(Source records)
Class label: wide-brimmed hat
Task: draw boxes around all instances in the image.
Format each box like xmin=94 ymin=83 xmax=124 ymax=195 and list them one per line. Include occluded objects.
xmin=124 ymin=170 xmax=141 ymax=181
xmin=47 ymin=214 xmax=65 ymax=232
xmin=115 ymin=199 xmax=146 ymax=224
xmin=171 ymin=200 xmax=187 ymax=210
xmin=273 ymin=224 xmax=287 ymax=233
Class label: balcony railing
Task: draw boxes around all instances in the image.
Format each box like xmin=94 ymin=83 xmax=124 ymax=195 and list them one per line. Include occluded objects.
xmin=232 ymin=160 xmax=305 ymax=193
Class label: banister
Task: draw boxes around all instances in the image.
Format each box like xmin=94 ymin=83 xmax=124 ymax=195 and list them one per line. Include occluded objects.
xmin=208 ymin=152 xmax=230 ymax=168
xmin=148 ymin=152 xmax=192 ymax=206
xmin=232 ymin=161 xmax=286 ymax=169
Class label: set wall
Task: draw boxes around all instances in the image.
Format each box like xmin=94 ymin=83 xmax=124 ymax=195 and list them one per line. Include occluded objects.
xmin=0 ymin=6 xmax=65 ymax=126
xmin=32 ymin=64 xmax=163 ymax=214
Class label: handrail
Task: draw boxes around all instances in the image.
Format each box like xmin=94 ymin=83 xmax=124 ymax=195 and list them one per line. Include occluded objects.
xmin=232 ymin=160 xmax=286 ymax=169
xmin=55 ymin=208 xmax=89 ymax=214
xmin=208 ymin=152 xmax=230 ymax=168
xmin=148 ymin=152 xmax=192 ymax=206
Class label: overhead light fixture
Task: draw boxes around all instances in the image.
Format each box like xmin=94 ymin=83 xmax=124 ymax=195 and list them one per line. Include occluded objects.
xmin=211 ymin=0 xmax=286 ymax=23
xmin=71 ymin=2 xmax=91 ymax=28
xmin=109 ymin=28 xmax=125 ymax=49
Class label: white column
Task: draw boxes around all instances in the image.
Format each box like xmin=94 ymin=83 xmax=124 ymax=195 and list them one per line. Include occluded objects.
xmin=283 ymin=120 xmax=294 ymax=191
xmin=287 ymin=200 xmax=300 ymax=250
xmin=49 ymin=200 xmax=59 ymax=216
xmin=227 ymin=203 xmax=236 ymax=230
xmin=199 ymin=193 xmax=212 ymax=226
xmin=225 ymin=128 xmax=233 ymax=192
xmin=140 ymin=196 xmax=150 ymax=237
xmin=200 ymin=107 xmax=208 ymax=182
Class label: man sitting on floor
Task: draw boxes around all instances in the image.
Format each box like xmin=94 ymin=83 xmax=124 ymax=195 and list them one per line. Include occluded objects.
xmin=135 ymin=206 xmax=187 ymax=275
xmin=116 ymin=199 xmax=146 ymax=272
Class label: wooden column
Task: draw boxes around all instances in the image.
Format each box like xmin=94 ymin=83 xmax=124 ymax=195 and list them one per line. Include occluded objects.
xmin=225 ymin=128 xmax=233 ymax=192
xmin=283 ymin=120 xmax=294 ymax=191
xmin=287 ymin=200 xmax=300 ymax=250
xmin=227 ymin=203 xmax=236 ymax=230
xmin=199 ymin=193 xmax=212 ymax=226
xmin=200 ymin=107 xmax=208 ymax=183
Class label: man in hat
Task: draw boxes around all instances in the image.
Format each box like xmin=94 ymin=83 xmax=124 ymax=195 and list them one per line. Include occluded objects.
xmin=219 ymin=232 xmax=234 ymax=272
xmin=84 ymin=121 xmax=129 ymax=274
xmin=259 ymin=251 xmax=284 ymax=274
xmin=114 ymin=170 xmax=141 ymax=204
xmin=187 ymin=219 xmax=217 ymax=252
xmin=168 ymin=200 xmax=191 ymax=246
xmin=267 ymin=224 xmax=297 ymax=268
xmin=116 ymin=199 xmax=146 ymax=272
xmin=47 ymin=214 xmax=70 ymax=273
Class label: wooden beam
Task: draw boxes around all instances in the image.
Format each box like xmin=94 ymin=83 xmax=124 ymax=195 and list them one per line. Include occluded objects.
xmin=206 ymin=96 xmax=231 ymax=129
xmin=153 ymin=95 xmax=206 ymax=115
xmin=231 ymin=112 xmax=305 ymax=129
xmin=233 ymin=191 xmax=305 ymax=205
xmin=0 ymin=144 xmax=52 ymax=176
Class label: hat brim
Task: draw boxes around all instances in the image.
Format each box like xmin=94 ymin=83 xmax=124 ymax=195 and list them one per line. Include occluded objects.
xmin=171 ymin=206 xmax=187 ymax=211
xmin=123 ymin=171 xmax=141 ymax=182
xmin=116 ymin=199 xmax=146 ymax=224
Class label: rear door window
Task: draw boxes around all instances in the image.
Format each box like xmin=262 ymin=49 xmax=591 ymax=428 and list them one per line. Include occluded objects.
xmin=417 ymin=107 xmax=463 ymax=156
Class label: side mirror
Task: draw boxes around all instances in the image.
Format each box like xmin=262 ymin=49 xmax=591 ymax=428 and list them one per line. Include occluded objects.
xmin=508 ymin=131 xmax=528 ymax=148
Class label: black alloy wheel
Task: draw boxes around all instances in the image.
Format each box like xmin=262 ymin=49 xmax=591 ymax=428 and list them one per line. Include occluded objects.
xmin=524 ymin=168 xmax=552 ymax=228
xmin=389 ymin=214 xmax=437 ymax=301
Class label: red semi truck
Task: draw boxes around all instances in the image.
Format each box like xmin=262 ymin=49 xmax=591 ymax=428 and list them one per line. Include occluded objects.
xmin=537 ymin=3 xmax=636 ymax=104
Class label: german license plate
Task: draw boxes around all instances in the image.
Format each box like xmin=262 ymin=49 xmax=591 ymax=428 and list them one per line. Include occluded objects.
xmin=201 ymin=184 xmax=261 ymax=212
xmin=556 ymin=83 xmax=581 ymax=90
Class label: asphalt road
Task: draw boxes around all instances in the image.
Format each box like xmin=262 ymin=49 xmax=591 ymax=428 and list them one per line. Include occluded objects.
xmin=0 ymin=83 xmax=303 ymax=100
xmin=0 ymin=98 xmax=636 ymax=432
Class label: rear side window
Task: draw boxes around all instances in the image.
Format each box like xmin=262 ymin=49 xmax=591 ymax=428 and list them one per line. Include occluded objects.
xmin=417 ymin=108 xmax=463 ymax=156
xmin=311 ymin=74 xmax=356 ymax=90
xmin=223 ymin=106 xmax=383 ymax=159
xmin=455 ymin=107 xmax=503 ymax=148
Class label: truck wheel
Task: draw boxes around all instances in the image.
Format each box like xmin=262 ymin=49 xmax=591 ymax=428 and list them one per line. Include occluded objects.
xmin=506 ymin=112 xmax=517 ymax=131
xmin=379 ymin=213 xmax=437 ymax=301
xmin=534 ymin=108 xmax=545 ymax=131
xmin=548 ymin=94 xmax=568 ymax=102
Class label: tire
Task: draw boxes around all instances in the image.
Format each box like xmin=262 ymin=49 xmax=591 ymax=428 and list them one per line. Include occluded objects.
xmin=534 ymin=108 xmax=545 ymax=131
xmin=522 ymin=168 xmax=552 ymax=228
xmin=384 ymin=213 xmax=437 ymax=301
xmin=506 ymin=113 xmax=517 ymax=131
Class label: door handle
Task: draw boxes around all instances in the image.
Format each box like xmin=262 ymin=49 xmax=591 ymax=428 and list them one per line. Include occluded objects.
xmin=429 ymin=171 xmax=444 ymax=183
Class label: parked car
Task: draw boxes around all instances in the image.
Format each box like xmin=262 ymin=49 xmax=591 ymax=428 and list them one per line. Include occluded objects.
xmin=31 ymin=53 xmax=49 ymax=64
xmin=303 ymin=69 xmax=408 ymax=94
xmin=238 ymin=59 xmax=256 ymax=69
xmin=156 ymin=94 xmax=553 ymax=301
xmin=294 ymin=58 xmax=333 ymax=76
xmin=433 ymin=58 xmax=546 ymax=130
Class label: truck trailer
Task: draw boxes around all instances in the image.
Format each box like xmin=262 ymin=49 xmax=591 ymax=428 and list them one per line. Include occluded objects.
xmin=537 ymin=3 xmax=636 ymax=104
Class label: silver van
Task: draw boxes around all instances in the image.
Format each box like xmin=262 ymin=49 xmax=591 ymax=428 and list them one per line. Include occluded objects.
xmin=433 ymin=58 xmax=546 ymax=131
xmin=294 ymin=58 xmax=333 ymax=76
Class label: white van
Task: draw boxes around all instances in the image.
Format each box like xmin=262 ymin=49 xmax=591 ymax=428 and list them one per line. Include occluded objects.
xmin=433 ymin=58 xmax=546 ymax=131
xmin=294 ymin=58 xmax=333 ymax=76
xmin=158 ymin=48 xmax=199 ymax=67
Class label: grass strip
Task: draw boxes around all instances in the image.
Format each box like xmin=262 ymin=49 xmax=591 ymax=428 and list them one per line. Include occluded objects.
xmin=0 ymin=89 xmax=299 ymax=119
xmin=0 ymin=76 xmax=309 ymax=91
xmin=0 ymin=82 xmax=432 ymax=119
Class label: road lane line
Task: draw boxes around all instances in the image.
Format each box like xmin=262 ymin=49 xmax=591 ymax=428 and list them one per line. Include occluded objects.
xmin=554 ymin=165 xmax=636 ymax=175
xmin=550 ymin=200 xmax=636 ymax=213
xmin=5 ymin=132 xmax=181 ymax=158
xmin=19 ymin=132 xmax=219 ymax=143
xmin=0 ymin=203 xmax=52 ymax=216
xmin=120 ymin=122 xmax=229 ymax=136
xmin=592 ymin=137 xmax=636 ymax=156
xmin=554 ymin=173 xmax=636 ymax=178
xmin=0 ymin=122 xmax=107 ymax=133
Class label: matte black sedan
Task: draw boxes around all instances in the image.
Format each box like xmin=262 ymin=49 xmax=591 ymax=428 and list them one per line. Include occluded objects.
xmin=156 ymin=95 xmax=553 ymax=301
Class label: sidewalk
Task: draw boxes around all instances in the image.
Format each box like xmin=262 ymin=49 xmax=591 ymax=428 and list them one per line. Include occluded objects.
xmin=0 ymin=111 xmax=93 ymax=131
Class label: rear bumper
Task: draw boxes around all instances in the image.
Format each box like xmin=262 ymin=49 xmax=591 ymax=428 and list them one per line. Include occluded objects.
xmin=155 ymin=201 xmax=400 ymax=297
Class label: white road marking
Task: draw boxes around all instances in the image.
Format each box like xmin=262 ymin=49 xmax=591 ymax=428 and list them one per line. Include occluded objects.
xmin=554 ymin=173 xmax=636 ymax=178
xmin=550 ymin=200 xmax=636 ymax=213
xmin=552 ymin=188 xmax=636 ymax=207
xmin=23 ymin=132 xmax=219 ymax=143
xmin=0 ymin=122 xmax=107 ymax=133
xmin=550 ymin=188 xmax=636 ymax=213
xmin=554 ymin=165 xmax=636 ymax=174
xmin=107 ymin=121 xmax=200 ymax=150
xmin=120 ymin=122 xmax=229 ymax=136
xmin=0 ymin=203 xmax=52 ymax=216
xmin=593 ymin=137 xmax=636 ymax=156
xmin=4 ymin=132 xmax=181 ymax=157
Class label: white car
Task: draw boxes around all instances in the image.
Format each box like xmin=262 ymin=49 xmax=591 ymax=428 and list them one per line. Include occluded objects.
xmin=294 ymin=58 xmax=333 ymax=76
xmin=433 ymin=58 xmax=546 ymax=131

> Work to do
Reproduce the data above word for word, starting at the line that contains "Class label: white road marking" and ending after the line that contains "xmin=550 ymin=188 xmax=636 ymax=213".

> Task response
Class label: white road marking
Task: draw boxes around all instances in the image.
Format each box like xmin=262 ymin=49 xmax=591 ymax=428 and list them one per line. Include occluded objects.
xmin=554 ymin=173 xmax=636 ymax=178
xmin=550 ymin=200 xmax=636 ymax=213
xmin=552 ymin=188 xmax=636 ymax=207
xmin=23 ymin=132 xmax=219 ymax=143
xmin=0 ymin=122 xmax=107 ymax=133
xmin=550 ymin=188 xmax=636 ymax=213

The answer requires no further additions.